◆ What you should do
Give back the full listing, character for character, with no pictures.

----

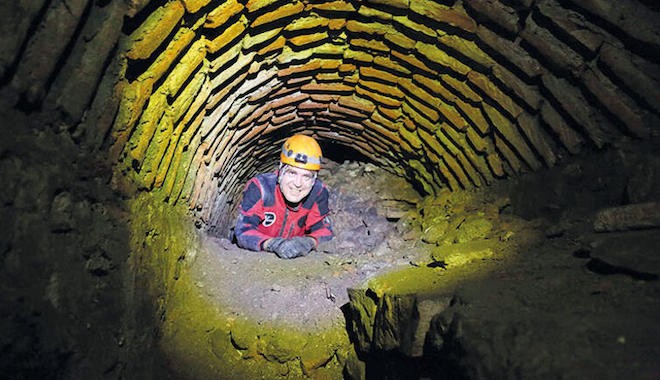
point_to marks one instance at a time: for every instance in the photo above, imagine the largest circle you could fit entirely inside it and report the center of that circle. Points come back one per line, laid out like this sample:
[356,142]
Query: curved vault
[448,94]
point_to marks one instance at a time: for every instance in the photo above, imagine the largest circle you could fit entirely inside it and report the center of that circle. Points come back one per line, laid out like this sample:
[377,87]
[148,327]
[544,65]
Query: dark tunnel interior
[494,172]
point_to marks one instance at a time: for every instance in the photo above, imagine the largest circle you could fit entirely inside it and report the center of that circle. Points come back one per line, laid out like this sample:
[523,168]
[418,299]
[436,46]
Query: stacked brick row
[446,93]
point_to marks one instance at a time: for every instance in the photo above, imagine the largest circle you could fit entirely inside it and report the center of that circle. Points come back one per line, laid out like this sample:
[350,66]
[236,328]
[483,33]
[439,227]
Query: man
[286,212]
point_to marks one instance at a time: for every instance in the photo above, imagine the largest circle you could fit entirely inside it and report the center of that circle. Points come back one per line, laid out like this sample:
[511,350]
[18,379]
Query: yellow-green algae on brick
[196,334]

----

◆ Response to the exercise
point_to marks one instance at a time: for every instance in the photo above, imagine the largest circle you could fit entirely inside it and report the center of that circle. Points come back one per line, laid out like this sample:
[356,142]
Query: curved vault
[448,94]
point_to marks one instance at a time: for every instance in the photo above, imagine the largest circle you could fit entirely inside it and report the center of that circle. Points come back one per line, laid out like this sample:
[377,87]
[148,327]
[544,65]
Query: dark tunnel interior
[494,172]
point_to marks one instance at a time: for every instance in the photo above, imagine the largest circle you could fit entirely inside it and report the center of that circle. Points come back one per line, laid out like this sample:
[523,168]
[418,299]
[436,46]
Query: stacked brick row
[446,93]
point_to marks one instance at a time: for every instance in the photo above, imagine the largest circle you could fit entirely inside it and report the center of that circle. Points come back one per line, laid out like this sample:
[350,66]
[236,328]
[483,33]
[439,227]
Query: man
[286,212]
point_to marks one instance at a time: for every instance in the photo above, imagine the largest circle you could fit entirely inside it and report the center of that circle. Points come back one per line, laid out like this sample:
[511,350]
[18,379]
Query: yellow-green algae on brick
[196,334]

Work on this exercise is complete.